- [The task]: Give back exactly the lines running from the line with "of the sea in" to the end of the entries, and only those lines.
══ Supplied data ══
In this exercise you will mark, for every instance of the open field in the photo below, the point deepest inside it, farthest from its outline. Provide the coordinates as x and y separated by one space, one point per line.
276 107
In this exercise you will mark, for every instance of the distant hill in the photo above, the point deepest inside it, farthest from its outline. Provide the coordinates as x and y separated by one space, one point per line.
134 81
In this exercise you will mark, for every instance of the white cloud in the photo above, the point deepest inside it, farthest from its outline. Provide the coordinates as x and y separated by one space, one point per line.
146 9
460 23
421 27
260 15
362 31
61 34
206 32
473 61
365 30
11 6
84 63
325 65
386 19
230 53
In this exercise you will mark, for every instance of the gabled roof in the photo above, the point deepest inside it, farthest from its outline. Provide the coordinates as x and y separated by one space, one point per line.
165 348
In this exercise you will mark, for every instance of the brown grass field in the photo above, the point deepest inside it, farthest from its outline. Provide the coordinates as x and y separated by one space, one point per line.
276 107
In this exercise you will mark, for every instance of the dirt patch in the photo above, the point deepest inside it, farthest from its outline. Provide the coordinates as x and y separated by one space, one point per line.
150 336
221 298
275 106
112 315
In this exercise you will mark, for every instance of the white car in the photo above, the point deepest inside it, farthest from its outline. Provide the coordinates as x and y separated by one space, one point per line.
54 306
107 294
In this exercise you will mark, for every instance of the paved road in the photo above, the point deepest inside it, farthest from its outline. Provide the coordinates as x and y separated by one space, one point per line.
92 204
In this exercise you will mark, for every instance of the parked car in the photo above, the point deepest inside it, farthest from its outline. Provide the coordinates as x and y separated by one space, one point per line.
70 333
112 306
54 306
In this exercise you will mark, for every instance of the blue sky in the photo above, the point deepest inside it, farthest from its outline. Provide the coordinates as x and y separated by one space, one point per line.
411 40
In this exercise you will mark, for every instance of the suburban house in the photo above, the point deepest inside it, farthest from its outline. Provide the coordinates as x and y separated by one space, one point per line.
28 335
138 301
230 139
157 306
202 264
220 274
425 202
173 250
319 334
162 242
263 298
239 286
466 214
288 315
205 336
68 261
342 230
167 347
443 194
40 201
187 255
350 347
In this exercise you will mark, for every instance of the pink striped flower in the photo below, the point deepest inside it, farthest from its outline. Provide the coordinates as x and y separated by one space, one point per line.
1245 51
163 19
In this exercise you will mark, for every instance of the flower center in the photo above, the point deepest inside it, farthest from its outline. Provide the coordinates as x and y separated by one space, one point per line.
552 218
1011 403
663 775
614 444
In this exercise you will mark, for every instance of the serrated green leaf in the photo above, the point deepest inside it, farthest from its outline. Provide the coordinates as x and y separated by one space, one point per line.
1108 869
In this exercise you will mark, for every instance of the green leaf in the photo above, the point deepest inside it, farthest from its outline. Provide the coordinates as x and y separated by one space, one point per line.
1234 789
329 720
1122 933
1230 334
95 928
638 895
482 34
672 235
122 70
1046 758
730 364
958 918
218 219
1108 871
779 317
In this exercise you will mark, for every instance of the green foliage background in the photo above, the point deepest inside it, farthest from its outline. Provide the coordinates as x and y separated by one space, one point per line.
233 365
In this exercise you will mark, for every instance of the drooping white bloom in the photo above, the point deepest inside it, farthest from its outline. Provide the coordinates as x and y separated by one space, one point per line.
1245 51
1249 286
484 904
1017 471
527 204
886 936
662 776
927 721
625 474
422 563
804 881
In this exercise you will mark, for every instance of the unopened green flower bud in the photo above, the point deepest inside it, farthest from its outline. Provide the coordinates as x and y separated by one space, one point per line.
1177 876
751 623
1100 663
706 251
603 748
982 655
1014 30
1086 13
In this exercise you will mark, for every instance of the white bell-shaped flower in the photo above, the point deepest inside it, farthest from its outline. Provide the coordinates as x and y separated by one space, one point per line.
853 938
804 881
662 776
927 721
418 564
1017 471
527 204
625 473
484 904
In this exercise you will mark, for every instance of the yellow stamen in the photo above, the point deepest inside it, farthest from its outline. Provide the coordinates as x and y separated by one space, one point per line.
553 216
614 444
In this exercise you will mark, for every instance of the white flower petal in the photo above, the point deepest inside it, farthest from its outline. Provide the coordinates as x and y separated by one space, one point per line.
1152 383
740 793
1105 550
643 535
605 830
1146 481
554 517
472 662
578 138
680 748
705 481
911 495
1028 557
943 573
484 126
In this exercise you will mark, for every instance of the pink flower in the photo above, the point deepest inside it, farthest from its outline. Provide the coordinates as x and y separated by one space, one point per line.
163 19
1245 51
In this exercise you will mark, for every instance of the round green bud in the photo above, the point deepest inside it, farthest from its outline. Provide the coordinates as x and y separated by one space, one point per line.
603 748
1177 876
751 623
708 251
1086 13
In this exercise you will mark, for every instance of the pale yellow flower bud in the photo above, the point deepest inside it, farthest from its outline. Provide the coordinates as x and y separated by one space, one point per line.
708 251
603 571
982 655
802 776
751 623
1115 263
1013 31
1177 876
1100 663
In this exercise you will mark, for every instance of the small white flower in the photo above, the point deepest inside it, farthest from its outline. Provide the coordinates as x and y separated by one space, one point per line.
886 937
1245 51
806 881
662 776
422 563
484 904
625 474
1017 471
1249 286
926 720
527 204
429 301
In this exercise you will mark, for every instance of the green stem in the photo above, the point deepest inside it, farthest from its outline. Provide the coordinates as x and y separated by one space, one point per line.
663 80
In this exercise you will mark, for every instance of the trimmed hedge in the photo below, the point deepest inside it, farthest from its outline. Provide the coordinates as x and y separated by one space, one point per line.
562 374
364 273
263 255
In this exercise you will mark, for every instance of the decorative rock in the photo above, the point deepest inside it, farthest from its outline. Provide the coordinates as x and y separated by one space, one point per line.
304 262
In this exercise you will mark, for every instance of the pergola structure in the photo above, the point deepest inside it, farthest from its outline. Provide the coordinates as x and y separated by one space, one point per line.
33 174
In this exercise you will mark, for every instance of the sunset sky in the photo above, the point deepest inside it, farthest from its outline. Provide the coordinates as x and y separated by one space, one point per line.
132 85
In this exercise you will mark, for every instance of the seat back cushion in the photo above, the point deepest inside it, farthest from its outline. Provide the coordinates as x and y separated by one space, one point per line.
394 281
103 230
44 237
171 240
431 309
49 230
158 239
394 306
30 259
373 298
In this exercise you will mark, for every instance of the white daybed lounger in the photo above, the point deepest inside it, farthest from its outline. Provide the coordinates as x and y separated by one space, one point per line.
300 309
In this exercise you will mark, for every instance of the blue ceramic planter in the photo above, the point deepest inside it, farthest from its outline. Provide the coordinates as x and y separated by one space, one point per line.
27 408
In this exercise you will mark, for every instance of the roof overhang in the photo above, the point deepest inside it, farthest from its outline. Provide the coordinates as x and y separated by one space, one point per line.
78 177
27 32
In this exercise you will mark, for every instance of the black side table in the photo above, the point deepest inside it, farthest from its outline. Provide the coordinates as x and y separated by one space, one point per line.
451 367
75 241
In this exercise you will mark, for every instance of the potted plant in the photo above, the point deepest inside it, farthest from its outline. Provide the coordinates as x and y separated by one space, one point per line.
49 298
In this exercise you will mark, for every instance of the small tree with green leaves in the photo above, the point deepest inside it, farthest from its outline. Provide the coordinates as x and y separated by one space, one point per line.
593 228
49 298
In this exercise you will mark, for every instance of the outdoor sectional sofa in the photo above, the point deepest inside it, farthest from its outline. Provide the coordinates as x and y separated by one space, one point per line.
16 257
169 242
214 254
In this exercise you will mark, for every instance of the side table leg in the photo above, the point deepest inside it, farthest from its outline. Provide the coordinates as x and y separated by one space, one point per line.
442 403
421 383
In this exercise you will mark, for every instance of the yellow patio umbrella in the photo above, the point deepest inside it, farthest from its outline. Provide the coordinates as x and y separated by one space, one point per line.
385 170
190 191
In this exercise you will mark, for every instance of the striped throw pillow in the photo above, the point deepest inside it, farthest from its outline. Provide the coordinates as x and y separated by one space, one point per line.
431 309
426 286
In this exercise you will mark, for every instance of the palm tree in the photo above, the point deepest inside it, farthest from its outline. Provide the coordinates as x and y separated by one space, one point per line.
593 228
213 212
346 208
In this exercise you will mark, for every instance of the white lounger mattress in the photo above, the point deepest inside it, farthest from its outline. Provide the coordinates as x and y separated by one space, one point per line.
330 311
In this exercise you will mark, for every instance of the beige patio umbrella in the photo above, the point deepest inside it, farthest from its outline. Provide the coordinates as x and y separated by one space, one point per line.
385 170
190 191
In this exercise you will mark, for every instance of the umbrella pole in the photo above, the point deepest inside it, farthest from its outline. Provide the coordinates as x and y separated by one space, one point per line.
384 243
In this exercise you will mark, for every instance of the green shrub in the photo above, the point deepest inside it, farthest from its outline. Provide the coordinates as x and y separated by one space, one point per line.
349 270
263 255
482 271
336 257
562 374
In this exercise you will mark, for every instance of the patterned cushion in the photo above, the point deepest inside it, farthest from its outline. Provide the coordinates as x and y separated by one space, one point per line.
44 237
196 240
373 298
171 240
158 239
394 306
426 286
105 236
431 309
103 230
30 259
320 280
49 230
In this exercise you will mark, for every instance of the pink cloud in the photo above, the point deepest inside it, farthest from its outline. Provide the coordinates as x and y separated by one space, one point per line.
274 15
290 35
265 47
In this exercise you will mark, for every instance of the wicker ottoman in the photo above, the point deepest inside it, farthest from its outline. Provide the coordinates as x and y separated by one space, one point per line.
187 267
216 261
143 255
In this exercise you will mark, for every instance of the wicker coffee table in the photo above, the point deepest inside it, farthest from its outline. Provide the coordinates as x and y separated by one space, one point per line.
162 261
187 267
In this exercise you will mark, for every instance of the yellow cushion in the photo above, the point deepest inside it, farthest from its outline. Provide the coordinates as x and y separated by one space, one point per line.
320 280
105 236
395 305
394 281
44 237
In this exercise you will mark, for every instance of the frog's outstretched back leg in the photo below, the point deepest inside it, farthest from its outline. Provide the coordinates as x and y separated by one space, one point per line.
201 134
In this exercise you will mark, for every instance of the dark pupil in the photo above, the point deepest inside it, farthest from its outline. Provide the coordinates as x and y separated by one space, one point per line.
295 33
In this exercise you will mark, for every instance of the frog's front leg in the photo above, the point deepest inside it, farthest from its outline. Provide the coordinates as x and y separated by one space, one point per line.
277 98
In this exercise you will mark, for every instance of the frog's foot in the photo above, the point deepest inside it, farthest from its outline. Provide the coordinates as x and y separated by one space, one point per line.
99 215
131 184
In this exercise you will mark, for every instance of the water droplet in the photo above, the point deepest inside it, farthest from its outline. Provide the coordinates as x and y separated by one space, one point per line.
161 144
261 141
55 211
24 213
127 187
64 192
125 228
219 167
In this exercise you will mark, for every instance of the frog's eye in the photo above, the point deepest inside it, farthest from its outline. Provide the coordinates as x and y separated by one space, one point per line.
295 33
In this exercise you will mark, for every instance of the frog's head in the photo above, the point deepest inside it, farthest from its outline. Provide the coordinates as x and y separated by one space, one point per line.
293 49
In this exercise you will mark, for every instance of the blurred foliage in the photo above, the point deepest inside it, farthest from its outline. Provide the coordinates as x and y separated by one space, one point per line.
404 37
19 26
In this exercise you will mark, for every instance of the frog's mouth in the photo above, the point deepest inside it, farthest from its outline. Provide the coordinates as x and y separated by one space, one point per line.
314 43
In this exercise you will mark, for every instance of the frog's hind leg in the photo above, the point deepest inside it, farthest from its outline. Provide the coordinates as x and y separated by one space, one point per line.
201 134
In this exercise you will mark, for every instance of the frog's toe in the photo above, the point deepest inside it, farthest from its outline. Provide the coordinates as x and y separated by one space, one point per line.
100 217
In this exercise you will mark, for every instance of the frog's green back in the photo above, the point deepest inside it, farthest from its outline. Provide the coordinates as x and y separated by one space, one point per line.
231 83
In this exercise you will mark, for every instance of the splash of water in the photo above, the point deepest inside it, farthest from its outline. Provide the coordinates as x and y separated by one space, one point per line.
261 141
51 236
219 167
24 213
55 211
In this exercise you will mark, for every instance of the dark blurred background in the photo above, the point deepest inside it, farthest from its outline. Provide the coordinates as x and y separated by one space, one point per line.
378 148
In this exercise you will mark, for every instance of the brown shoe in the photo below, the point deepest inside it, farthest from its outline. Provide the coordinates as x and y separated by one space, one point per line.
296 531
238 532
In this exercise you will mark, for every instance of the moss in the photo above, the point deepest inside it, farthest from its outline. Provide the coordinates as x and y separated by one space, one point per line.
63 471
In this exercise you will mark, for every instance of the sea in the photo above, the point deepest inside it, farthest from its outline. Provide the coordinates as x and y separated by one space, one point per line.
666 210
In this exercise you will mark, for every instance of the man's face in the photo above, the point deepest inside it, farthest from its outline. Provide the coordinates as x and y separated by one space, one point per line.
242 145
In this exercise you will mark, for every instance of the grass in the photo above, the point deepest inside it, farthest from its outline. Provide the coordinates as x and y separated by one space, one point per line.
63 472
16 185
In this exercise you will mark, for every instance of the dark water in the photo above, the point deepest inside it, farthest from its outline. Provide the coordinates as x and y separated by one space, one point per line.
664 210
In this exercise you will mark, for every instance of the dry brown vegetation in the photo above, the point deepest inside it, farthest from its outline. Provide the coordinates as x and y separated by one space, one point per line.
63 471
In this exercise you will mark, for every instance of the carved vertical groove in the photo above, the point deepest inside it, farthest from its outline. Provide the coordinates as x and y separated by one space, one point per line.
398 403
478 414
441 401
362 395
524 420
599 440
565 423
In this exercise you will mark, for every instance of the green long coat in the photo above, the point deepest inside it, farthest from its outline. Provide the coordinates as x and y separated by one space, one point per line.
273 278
═══
- [Solution for this problem]:
In this exercise you will mark, for every instance of the sea in the photo above, the point deepest inside it, farthest from its outline. Provide the coordinates as x and y separated by one space, one point per line.
666 210
In this exercise you will mark, for every instance of the man's face in the photo above, the point deepest inside it, farthest from its outline. Provide the coordinates as x and y separated by one space, one point per line.
242 145
In this exercise you will mark, for every instance of the grass in the photo above, the point deepest inside it, farthest from its outline. Provide the coordinates as x and y separated by one space, one point per line.
63 472
16 185
In this exercise you will mark, for every instance of the dark water in the photo above, the point deepest inside it, farthest from its outline. Provide the coordinates as x and y separated by one space, one point per line.
664 210
In this exercise you will mark, for every instance of the dry brown vegetation in the photo above, the point deepest inside it, farthest from its outline. Provide the coordinates as x and y separated by one space, one point per line.
63 471
In this exercise you will mark, for every instance of the carved vertical groove in the photo above, the point deepest inside it, farthest from its outline. Provide the coordinates as x and y separated by one space, one point per line.
398 403
478 414
441 401
362 395
524 420
599 440
565 423
In this exercise you will mark, for every instance of the green long coat in the photo above, the point deepest inside it, farthest from its outline. Provide the coordinates as x and y separated by one space, one point per line.
273 278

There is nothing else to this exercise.